• [Work order]: Look through the material below and report every line that includes "instance".

• [Stored data]:
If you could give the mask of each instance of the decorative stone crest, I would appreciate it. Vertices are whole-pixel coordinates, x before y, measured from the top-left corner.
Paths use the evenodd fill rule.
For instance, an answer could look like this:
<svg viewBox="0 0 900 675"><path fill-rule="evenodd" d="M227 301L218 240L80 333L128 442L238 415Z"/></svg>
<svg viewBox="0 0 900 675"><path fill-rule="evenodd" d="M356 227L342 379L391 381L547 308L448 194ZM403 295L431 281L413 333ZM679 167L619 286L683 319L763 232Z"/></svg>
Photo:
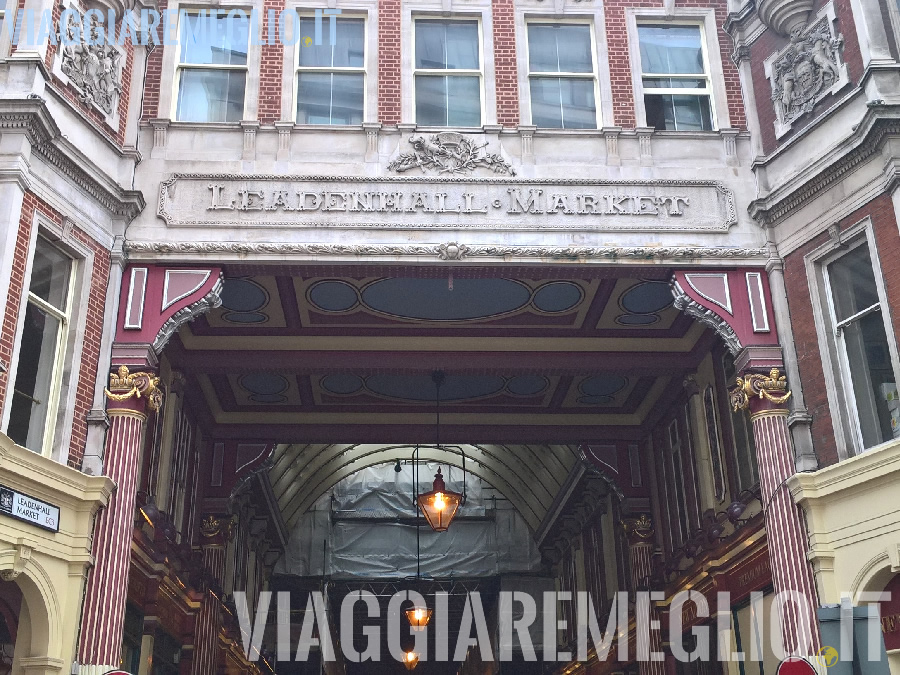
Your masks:
<svg viewBox="0 0 900 675"><path fill-rule="evenodd" d="M457 244L455 241L447 242L438 246L438 257L441 260L462 260L469 252L469 247L465 244Z"/></svg>
<svg viewBox="0 0 900 675"><path fill-rule="evenodd" d="M104 29L96 14L91 15L90 35L85 35L83 16L78 9L66 7L63 15L66 23L61 22L59 27L59 70L78 90L82 103L98 108L107 118L117 118L122 93L122 53L102 39L100 31Z"/></svg>
<svg viewBox="0 0 900 675"><path fill-rule="evenodd" d="M423 172L467 174L479 167L488 168L494 173L515 176L512 166L499 153L485 152L487 143L476 145L475 142L454 131L443 131L430 138L410 136L412 152L401 152L388 169L403 173L418 167Z"/></svg>
<svg viewBox="0 0 900 675"><path fill-rule="evenodd" d="M791 397L791 392L787 388L787 378L780 374L778 368L772 368L768 375L751 373L737 378L736 386L730 394L731 405L735 412L749 408L750 400L753 398L781 405Z"/></svg>
<svg viewBox="0 0 900 675"><path fill-rule="evenodd" d="M790 44L766 60L776 137L787 133L795 120L812 112L827 95L849 83L847 66L841 60L844 37L833 26L834 9L828 5L810 26L795 26Z"/></svg>
<svg viewBox="0 0 900 675"><path fill-rule="evenodd" d="M104 389L111 401L127 401L131 397L147 398L147 407L159 410L163 395L159 388L159 378L152 373L131 373L128 366L119 366L119 370L109 376L109 389Z"/></svg>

• [Output below]:
If you could give the mask of each instance of the decorative stone crest, I would appreciate it. Vertices are whole-pixel coordinates, x before y, measured from the top-left corner.
For instance, an answer could look like this:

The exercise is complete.